Exercises:
1. List every keyword argument passed to Trainer in the code of the DETR training post.
2. Pick up the DETR training post after its last line and carry it forward.

How to continue training DETR model from last epoch using checkpoints?

102 views Asked by At

How can I continue training DETR with checkpoints from last epoch? I am using google colab and I can't train on 200 epoch all at once. This is my code for training:

from pytorch_lightning.callbacks import EarlyStopping
from pytorch_lightning import Trainer

# Define your DETR model, dataset, and other necessary elements
MAX_EPOCHS = 200

early_stopping_callback = EarlyStopping(
    monitor='training_loss',  # Monitor validation AP
    min_delta=0.00,  # Minimum change in AP
    patience=3,  # Number of epochs to wait for improvement before stopping
    mode='max'  # Consider AP as a maximization metric
)

trainer = Trainer(
    devices=1,
    accelerator="gpu",
    max_epochs=MAX_EPOCHS,
    gradient_clip_val=0.1,
    accumulate_grad_batches=8,
    log_every_n_steps=5,
    callbacks=[early_stopping_callback]
)

Dataset extract:
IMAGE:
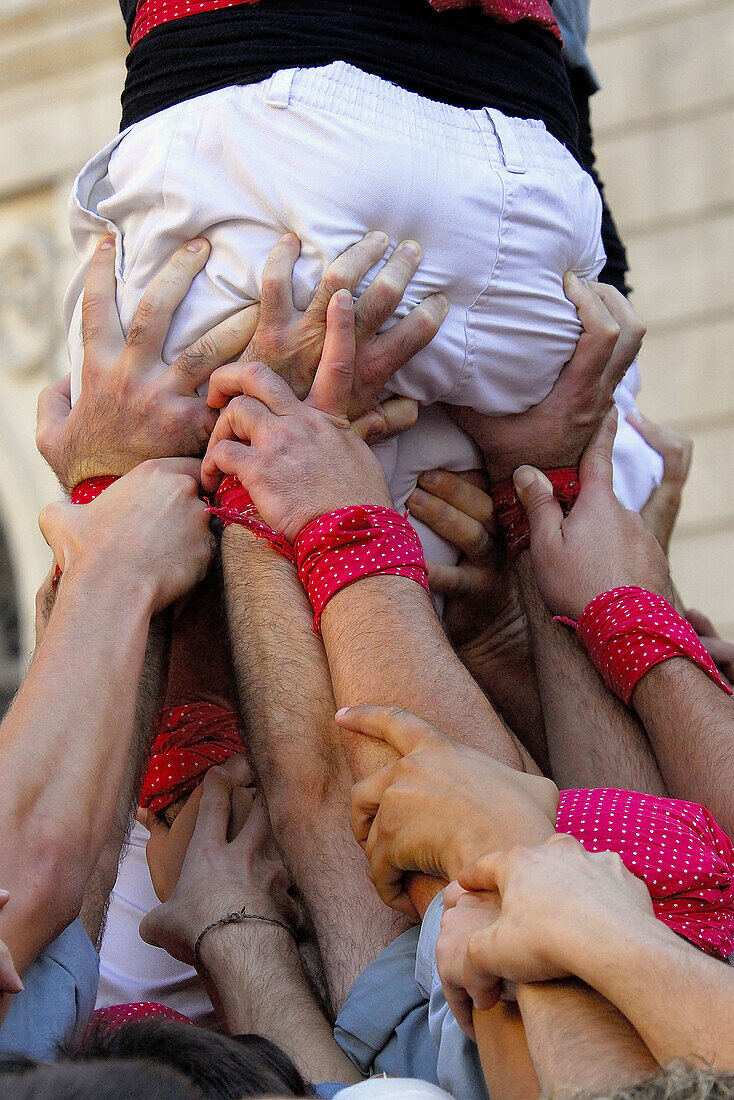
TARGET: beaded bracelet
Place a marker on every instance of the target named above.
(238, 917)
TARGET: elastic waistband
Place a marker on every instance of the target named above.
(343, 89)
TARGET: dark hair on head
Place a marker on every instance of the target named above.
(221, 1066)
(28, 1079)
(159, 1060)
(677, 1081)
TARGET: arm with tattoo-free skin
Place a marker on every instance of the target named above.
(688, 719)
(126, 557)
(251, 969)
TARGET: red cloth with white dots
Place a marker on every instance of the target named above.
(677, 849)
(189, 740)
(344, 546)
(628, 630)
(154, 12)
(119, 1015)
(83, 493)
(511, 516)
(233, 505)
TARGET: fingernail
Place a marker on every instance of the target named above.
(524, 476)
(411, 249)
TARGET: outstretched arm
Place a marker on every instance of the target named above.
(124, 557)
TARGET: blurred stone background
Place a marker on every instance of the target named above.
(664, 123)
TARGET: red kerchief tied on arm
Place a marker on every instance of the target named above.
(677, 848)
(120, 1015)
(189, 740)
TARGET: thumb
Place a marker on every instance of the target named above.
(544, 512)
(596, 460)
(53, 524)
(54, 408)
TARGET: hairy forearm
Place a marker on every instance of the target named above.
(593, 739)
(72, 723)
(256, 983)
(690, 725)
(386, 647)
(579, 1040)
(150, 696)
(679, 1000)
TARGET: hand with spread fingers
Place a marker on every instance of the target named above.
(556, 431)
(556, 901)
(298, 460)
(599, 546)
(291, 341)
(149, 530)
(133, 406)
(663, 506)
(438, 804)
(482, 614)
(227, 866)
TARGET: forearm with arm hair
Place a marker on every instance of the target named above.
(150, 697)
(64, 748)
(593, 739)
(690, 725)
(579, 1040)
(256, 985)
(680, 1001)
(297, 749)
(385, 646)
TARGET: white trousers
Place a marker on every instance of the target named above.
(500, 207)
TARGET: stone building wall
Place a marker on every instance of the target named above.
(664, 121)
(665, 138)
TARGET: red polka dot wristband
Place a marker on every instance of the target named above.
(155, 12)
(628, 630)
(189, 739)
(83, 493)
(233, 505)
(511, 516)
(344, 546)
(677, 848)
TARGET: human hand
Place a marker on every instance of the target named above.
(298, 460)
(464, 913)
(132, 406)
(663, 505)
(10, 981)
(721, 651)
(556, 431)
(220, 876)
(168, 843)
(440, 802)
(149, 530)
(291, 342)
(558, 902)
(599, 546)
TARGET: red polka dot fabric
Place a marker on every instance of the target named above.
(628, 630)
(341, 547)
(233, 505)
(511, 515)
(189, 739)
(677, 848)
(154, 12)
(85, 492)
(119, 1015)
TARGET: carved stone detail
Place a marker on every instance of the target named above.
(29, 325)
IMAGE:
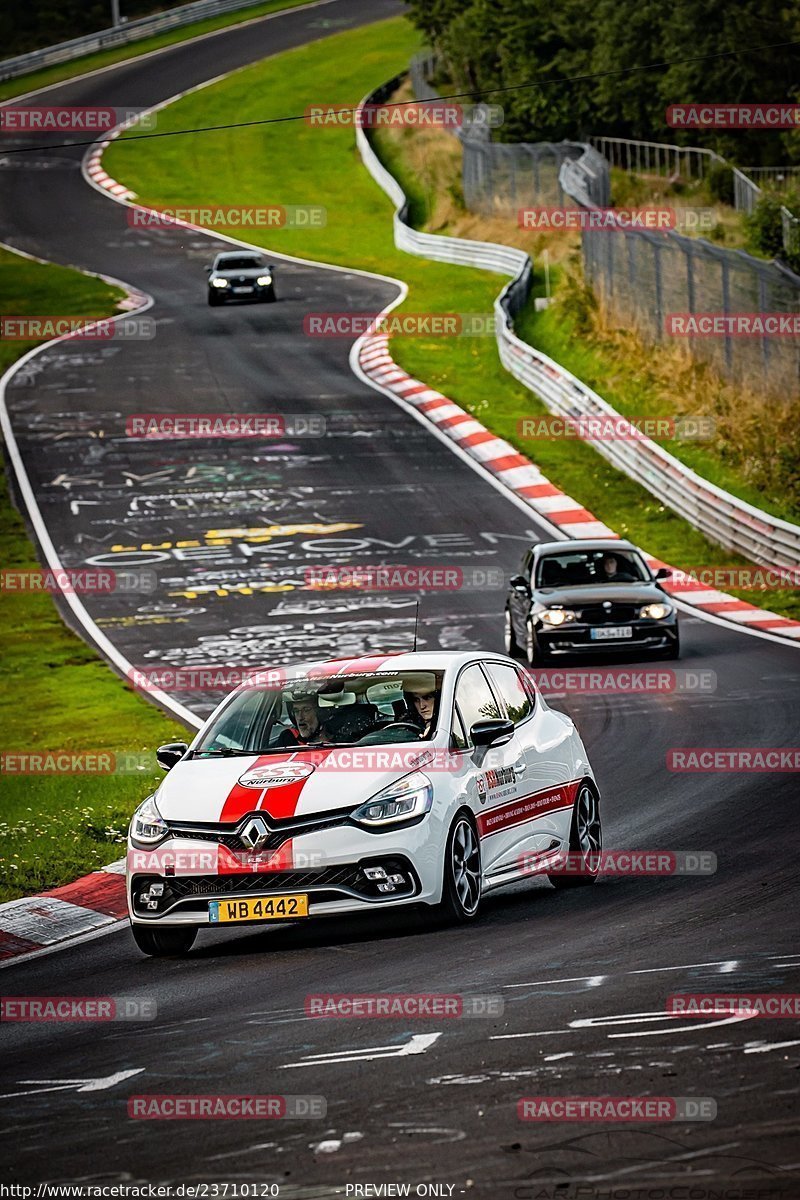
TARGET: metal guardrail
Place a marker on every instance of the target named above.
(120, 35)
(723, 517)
--
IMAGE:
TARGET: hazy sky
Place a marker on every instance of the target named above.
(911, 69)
...
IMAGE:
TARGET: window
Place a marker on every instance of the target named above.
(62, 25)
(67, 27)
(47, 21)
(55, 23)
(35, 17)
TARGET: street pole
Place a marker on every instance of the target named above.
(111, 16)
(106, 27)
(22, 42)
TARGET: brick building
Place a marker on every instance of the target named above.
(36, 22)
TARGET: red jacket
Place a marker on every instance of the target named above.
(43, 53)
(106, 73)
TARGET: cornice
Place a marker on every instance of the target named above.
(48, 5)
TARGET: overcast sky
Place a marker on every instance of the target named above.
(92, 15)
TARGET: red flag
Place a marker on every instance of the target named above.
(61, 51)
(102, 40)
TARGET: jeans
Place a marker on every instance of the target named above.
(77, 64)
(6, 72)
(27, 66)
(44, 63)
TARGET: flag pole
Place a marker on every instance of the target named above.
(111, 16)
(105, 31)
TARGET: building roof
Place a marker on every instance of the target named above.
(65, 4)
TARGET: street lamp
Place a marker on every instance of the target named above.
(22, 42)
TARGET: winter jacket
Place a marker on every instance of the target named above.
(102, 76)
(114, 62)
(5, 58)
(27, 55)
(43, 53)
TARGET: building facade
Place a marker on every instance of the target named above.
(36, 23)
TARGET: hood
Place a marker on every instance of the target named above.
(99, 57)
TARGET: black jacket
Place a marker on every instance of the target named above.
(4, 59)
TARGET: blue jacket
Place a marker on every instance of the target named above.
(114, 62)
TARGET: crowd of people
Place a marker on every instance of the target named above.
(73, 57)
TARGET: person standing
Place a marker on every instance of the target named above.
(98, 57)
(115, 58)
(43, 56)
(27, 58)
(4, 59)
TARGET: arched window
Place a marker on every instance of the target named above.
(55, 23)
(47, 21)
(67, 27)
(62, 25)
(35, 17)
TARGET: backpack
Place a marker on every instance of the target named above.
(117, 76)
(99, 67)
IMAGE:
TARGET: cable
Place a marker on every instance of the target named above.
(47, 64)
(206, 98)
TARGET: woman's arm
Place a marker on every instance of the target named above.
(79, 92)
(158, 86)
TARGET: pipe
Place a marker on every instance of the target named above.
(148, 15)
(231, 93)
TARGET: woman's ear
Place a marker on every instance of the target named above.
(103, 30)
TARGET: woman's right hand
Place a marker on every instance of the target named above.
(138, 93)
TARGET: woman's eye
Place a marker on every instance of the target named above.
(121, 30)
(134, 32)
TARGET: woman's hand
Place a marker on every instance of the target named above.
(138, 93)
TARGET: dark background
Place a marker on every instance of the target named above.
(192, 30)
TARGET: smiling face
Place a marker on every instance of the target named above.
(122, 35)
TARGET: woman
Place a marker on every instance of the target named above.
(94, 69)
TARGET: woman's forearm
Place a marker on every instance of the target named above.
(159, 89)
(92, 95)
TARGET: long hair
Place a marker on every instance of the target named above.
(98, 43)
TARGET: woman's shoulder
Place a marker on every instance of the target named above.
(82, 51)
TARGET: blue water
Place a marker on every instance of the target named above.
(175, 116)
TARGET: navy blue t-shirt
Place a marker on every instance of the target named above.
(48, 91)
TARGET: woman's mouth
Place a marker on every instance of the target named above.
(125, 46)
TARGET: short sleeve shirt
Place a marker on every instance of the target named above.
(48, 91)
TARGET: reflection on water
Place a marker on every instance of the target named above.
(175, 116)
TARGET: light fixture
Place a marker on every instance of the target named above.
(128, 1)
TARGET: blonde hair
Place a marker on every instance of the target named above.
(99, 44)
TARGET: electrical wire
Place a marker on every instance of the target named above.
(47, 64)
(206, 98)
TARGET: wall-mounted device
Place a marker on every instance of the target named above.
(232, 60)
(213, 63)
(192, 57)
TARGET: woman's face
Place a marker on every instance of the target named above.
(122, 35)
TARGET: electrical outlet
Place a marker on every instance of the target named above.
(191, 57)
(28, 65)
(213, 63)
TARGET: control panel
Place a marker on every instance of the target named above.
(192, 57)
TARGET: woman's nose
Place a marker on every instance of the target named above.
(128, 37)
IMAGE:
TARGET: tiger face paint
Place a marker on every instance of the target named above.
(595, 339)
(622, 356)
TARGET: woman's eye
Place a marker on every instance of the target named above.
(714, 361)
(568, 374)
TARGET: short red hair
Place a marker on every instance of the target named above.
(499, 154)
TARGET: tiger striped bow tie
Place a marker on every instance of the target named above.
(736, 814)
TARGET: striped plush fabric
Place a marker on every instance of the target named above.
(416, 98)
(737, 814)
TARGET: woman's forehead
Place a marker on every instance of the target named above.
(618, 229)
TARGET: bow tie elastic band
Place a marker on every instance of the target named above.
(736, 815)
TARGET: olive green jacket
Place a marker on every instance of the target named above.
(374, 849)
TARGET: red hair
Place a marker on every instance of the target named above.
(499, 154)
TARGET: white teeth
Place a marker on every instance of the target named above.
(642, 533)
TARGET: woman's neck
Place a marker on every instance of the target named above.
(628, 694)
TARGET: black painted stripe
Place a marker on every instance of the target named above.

Answers per task:
1. devices, accelerator, max_epochs, gradient_clip_val, accumulate_grad_batches, log_every_n_steps, callbacks

2.
trainer.fit(model)

I tried this code to call the last checkpoint and the model but it didn't work.

1

There are 1 answers

0
Anna Andreeva Rogotulka On

you can load latest checkpoint into model

model.load_state_dict(checkpoint['model'])

and don't forget restore the states of optimizer and scheduler for stable learning

optimizer.load_state_dict(checkpoint['optimizer'])
lr_scheduler.load_state_dict(checkpoint['lr_scheduler'])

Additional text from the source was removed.